• _Your task_
Without the images, write out all of the following entries exactly.

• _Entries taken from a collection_
•••••
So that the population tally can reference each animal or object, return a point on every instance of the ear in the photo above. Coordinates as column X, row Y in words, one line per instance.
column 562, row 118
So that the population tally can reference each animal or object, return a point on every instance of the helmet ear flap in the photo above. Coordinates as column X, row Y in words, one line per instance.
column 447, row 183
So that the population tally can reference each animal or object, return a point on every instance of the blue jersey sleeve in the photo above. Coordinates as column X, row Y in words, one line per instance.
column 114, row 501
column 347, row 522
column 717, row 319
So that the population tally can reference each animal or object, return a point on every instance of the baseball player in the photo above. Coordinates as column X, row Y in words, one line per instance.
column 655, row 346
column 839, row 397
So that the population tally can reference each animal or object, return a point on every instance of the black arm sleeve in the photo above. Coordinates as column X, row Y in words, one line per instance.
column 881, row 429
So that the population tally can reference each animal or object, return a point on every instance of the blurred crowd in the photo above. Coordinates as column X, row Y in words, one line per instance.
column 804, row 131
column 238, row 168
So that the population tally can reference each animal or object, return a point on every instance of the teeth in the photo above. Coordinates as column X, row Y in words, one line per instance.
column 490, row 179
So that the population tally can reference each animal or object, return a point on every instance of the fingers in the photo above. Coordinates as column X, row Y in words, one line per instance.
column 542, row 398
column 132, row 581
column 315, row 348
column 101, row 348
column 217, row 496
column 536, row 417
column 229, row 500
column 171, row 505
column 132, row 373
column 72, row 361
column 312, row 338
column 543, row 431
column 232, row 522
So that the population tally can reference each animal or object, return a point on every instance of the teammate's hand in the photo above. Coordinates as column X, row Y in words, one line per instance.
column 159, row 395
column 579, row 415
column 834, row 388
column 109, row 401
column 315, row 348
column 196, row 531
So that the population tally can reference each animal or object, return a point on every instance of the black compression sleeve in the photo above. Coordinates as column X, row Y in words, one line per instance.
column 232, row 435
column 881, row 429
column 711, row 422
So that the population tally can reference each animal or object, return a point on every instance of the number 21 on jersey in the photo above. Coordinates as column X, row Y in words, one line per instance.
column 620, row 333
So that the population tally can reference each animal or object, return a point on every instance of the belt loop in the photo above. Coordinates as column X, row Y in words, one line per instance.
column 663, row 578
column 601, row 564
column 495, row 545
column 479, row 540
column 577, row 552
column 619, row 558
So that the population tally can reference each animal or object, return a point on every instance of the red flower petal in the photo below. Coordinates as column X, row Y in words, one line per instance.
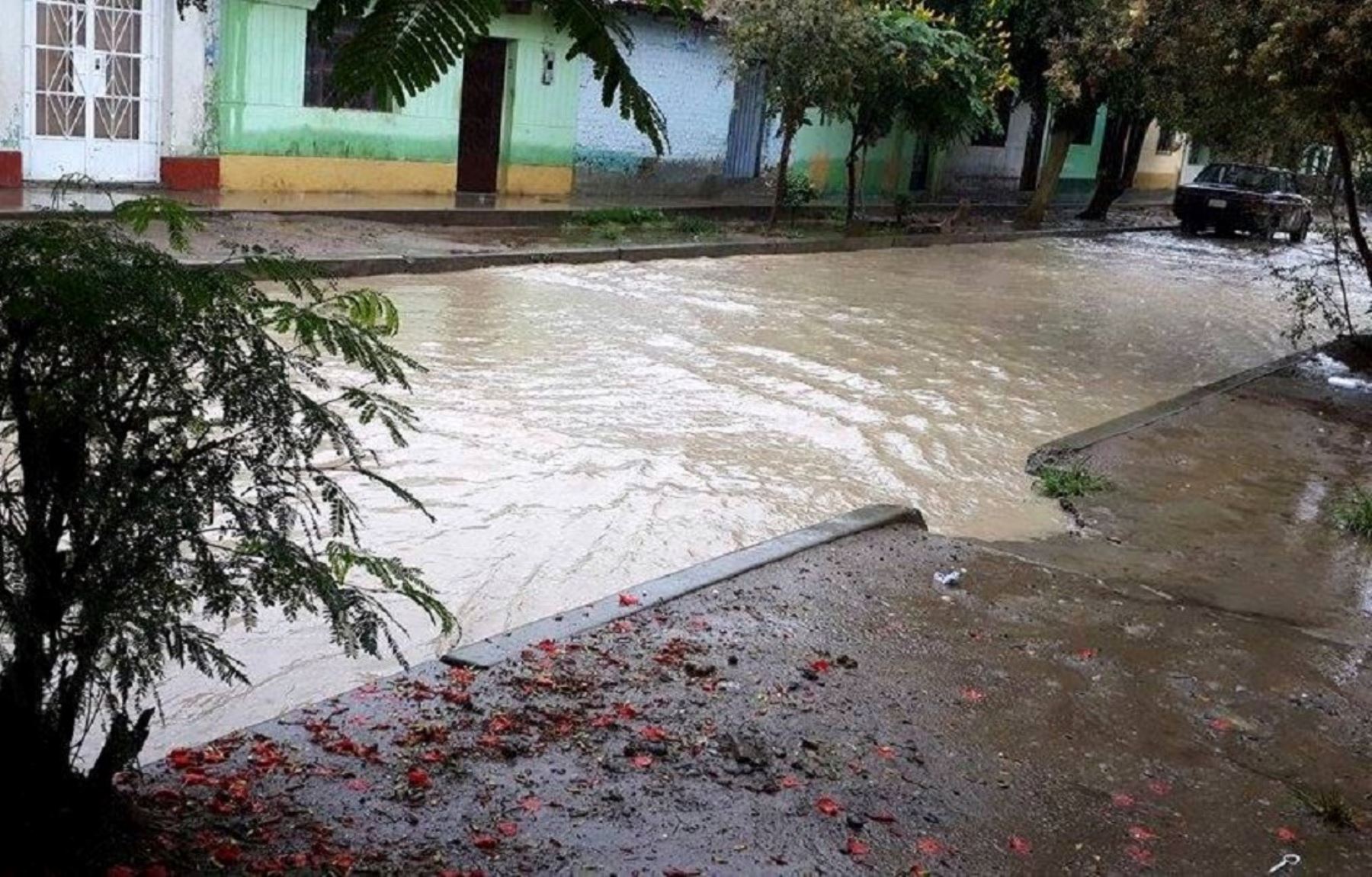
column 828, row 806
column 1142, row 832
column 1140, row 856
column 226, row 854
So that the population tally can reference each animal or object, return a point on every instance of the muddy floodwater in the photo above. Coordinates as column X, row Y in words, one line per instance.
column 590, row 427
•••••
• _Solution for this exercise_
So that the population tally can reference each animal or object, return a point on every instance of the ear in the photo above. Coordinates as column X, row Y in words, one line per instance.
column 562, row 118
So that the population tally can reference each animal or object, return a point on every instance of the helmet ear flap in the photo above. Coordinates as column X, row Y in words, one line per instance.
column 447, row 183
So that the population tally can reference each animal or object, return a point on every instance of the blue jersey sleeve in the photo above. Coordinates as column X, row Y in words, one line per instance.
column 114, row 501
column 347, row 522
column 717, row 319
So that the population tally can reference each animal or object, return a point on every instance of the baseball player in the photo above. Coordinates as column X, row Y in words, one line per instance.
column 655, row 346
column 839, row 397
So that the population tally can reference each animal or object, return a point on every instance of the black arm sleeve in the photo above. Coordinates as column X, row Y in words, one line per instance.
column 881, row 429
So that the population tally can reference each animal or object, return a point on every instance of the blurred crowd in the photo above. Coordinates as column X, row Y in words, one line per instance.
column 804, row 131
column 238, row 168
So that the population tally can reference each animal or object, return a point on every instance of the teeth in the photo above. Coordinates as column X, row Y in words, one line per instance.
column 490, row 179
So that the population tally can reference each animal or object, return a point on every instance of the fingers in the photo above. Coordinates as column X, row Y in words, one line per instance.
column 542, row 398
column 132, row 581
column 315, row 348
column 101, row 348
column 217, row 496
column 536, row 417
column 229, row 500
column 171, row 505
column 132, row 373
column 72, row 361
column 312, row 338
column 543, row 431
column 232, row 522
So that the population tally can reference each animal or object, return a point on every instance of the teammate's hand in the photo above. Coordinates as column X, row Y in words, one line per instance.
column 159, row 395
column 579, row 415
column 834, row 388
column 109, row 401
column 315, row 348
column 196, row 531
So that the population tally can reference each animal or object, return a point on every instance of the black compression sleeve in the photo above. Coordinates as column X, row Y in words, one line per instance.
column 232, row 435
column 881, row 429
column 711, row 422
So that the population tally can reference each animal or object, return a point on every instance of the number 21 on jersey in the photo above. Coordinates as column X, row Y in words, one line per instance.
column 620, row 333
So that the population tally can reference each animal or object, return a point on every instance of the belt loop in the photo above. Coordinates as column X, row Y in words, one line per instance.
column 663, row 578
column 601, row 564
column 495, row 545
column 479, row 540
column 577, row 552
column 619, row 558
So that the population tally can reference each animal or object, return a point on every instance of the red flower petal in the photo below. Coordinates as column X, row Y in words, one line per instance.
column 828, row 806
column 1142, row 832
column 1140, row 856
column 226, row 854
So that the population tally can reference each animal or object, return a point on every instance of the muddy floodwater in the photo above. Coordinates as column X, row Y in words, one line per instance.
column 590, row 427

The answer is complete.